### EXTRACTED INFORMATION
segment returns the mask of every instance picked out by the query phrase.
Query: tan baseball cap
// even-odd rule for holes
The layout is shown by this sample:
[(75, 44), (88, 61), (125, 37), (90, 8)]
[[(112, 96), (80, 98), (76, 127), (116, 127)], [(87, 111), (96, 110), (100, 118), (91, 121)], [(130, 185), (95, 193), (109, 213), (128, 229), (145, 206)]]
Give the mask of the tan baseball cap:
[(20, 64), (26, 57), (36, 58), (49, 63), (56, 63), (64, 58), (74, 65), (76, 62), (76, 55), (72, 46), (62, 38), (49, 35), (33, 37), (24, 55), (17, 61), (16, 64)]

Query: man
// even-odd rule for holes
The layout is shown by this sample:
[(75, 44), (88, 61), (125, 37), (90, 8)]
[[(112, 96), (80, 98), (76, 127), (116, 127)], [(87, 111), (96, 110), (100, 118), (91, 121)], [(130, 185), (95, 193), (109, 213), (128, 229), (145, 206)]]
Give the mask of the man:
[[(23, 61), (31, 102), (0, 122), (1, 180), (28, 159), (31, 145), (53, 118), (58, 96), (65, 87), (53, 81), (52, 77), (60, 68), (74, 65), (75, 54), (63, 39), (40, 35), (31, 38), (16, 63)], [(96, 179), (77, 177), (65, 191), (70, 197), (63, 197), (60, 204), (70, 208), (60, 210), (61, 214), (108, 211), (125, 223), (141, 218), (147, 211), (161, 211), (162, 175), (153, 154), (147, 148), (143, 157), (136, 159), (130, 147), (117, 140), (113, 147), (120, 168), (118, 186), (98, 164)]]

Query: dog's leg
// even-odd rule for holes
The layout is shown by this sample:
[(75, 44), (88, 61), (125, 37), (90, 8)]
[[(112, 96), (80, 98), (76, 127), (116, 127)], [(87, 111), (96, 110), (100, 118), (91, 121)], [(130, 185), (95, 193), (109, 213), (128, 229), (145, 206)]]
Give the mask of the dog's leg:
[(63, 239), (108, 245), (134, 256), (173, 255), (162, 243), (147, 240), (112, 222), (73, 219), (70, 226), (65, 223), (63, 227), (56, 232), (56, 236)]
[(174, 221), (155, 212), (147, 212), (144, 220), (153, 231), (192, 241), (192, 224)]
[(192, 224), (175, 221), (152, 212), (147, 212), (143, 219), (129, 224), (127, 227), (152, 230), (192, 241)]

### EXERCISE DETAILS
Recast every line of the entries above as a JSON list of strings, one string per line, leaving out the blank lines.

### OUTPUT OF THE EXERCISE
[
  "segment returns the mask of every instance picked out by the query phrase.",
  "Query: tan baseball cap",
  "// even-odd rule for holes",
  "The layout is shown by this sample:",
  "[(75, 44), (88, 61), (125, 37), (90, 8)]",
  "[[(112, 96), (80, 98), (76, 127), (116, 127)], [(87, 111), (96, 110), (100, 118), (91, 121)], [(130, 185), (95, 193), (109, 213), (128, 229), (145, 206)]]",
  "Give the mask of the tan baseball cap:",
  "[(20, 64), (26, 57), (36, 58), (49, 63), (56, 63), (64, 58), (74, 65), (76, 62), (76, 55), (72, 46), (62, 38), (49, 35), (33, 37), (24, 55), (17, 61), (16, 64)]",
  "Query: man",
  "// even-odd rule for holes",
  "The layout is shown by this sample:",
  "[(75, 44), (88, 61), (125, 37), (90, 8)]",
  "[[(112, 96), (80, 98), (76, 127), (116, 127)], [(87, 111), (96, 110), (100, 118), (91, 121)], [(130, 185), (95, 193), (109, 213), (128, 229), (145, 206)]]",
  "Give the mask of the man:",
  "[[(23, 61), (31, 102), (0, 122), (1, 180), (28, 159), (31, 145), (53, 118), (58, 96), (65, 87), (53, 81), (52, 77), (60, 68), (74, 65), (75, 54), (63, 39), (40, 35), (31, 38), (16, 63)], [(96, 179), (77, 177), (65, 191), (70, 197), (63, 197), (60, 204), (70, 208), (60, 210), (61, 214), (108, 211), (125, 223), (141, 218), (147, 211), (161, 211), (162, 175), (153, 154), (147, 148), (143, 157), (136, 159), (130, 147), (117, 140), (113, 147), (120, 168), (118, 186), (98, 164)]]",
  "Query: dog's leg",
  "// even-odd rule for holes",
  "The layout is shown by this sample:",
  "[(75, 44), (88, 61), (125, 37), (90, 8)]",
  "[[(112, 96), (80, 98), (76, 127), (116, 127)], [(87, 111), (96, 110), (100, 118), (91, 121)], [(130, 185), (95, 193), (109, 213), (128, 229), (145, 206)]]",
  "Give the mask of the dog's leg:",
  "[(63, 239), (108, 245), (134, 256), (173, 255), (162, 243), (147, 240), (112, 222), (73, 219), (70, 226), (65, 223), (63, 227), (56, 232), (56, 236)]",
  "[(174, 221), (155, 212), (147, 212), (144, 220), (153, 231), (192, 241), (192, 224)]",
  "[(192, 224), (175, 221), (152, 212), (147, 212), (143, 219), (129, 224), (127, 227), (152, 230), (192, 241)]"
]